Document segment:
[BEGIN]
ROSSAnd, and this is the problem with this notion of fit. And particularly, as I said before, as we're, as we're filtering people at earlier and earlier stages, what you miss are the people who might push the envelope a little bit, to bring - now, most people I know in business say, we won't have a lot of different kinds of people here. And I don't just mean in terms of appearance and identity, I just mean, you know, thought diversity and, and people who come from -- and, yet, you know, the way the filtration systems are set up, sometimes, all of that gets eliminated before people get in the door.
ROSSAnd, and true -- the value of true complexity comes when we can stay in that integrative spot where we, we have a certain bandwidth that's wider than normal but not so wide that the system breaks. And we know that, that this shows up in subtle ways and, of course, the unconscious aspects of it are, are there even when the conscious one -- even when we think we're consciously on top of it.
ROSSSo, you know, just as an example, we know that there are numerous studies, one very famously (unintelligible) at MIT and Mary Amber (word?) at University of Chicago sent out resumes to companies that said that they were looking for affirmative hiring practices. They wanted to bring in a broader range of racial diversity. The, the resumes were identical, word for word, except for the names. Some of the names were traditionally white names like Gregory and Emily, some of them were traditionally African-American names like Keshia and Jamal.
ROSSFifty percent more of the white names were called back. And that same study was, was repeated in, in Singapore with Chinese based Suri-names and in Sweden with Swedish based surnames. And so, and so, you know, here people think, on one hand, that they're doing one thing but they respond differently, unconsciously. And so what we're trying to do with some of our clients, is to get them to remove some identifiers, especially in the online initial process.
ROSSFor example, do we even have to know the name of a candidate at first? Or, or some other factors that are extraneous. Or is it better for us, finding that out later after we've gone through an initial filtration system where subtleties like that, when looking at hundreds of resumes don't get thrown out. And there's one other aspect, Kojo...
ROSS...if I could continue for a moment.
ROSSAnd that is that often we're looking at fit as the person is now versus who they can become. So I can give you a very specific real-life example of this. We were doing some work with one of our clients in the financial industry, a client that really prizes itself on having a culture that's very collaborative in which, you know, people beating their chests is not considered an asset but rather a deficit. And they -- this -- I was working with a group of their leaders and this guy tells me this story.
[END]
[Excerpts from a point labeling dataset]
[BEGIN]
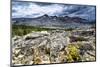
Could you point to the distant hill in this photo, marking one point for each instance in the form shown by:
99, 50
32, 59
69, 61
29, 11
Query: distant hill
51, 21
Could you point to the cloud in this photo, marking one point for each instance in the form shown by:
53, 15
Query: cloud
36, 9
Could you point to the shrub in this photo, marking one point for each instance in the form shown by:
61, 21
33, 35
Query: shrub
73, 55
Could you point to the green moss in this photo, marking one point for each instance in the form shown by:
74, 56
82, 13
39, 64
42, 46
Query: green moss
73, 55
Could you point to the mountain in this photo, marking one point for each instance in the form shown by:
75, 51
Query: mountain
51, 21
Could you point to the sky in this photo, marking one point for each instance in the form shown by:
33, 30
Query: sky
35, 9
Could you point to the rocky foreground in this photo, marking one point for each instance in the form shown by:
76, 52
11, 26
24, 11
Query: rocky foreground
56, 46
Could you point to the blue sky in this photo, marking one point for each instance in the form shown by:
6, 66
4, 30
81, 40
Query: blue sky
36, 9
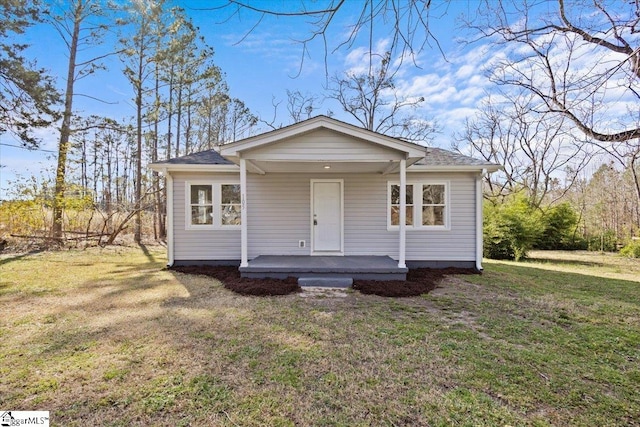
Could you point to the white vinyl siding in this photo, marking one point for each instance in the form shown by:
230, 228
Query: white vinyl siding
279, 217
324, 144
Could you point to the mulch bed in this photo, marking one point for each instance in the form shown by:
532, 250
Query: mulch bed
230, 278
419, 281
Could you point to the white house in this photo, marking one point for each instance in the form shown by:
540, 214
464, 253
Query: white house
325, 196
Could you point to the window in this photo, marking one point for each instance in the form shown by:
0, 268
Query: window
395, 205
433, 204
201, 205
213, 205
230, 204
427, 205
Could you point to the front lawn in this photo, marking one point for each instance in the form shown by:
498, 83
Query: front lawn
110, 337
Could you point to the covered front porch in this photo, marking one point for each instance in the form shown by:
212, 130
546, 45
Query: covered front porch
354, 267
325, 152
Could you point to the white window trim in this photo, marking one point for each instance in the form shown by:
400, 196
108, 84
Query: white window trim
217, 208
216, 194
417, 206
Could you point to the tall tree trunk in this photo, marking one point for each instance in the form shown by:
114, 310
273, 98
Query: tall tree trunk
65, 131
137, 237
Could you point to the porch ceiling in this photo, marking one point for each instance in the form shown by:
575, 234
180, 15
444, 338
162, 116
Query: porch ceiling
322, 166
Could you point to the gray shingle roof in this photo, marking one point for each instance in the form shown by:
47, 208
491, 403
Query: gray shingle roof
209, 157
440, 157
434, 157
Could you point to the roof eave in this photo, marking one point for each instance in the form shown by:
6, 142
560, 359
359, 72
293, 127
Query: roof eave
233, 150
454, 168
172, 167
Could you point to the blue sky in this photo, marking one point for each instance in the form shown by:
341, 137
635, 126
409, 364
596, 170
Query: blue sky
262, 66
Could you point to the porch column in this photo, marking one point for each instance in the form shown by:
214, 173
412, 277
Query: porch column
244, 262
479, 220
403, 214
169, 223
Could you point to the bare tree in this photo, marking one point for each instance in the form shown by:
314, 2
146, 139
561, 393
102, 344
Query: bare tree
300, 106
28, 97
406, 20
78, 33
138, 56
372, 98
580, 59
535, 149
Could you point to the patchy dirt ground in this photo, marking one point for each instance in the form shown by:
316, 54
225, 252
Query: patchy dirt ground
230, 278
419, 281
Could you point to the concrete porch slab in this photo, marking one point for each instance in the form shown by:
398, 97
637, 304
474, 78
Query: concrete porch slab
354, 267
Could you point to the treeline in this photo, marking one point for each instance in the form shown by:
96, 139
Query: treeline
181, 101
599, 213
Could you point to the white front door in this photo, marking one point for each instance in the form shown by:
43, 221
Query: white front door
326, 216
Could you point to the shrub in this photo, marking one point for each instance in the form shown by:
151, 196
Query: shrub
559, 225
511, 229
631, 250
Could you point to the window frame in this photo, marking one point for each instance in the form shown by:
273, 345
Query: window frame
418, 205
220, 204
216, 199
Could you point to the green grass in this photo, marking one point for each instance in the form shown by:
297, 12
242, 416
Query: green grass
110, 337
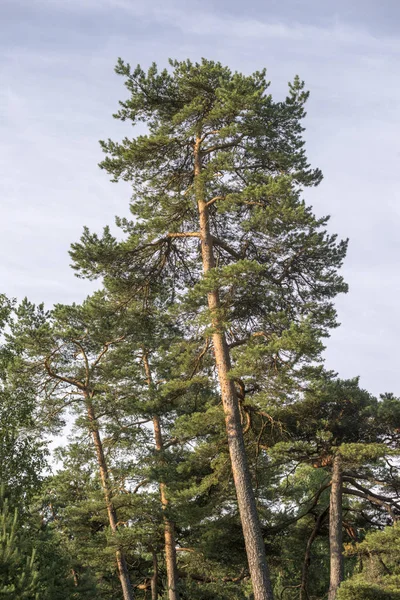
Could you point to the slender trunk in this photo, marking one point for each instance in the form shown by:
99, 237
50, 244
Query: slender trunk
[END]
Task instructions:
**1.** Write out the portion of the hiring-bias transcript that opens with the words containing "ROSSSo, you know, just" and closes with "Keshia and Jamal.".
**2.** In the resume study described in the hiring-bias transcript, how many more of the white names were called back?
This listing was drawn from a separate source.

Responses by task:
**1.**
ROSSSo, you know, just as an example, we know that there are numerous studies, one very famously (unintelligible) at MIT and Mary Amber (word?) at University of Chicago sent out resumes to companies that said that they were looking for affirmative hiring practices. They wanted to bring in a broader range of racial diversity. The, the resumes were identical, word for word, except for the names. Some of the names were traditionally white names like Gregory and Emily, some of them were traditionally African-American names like Keshia and Jamal.

**2.** Fifty percent more.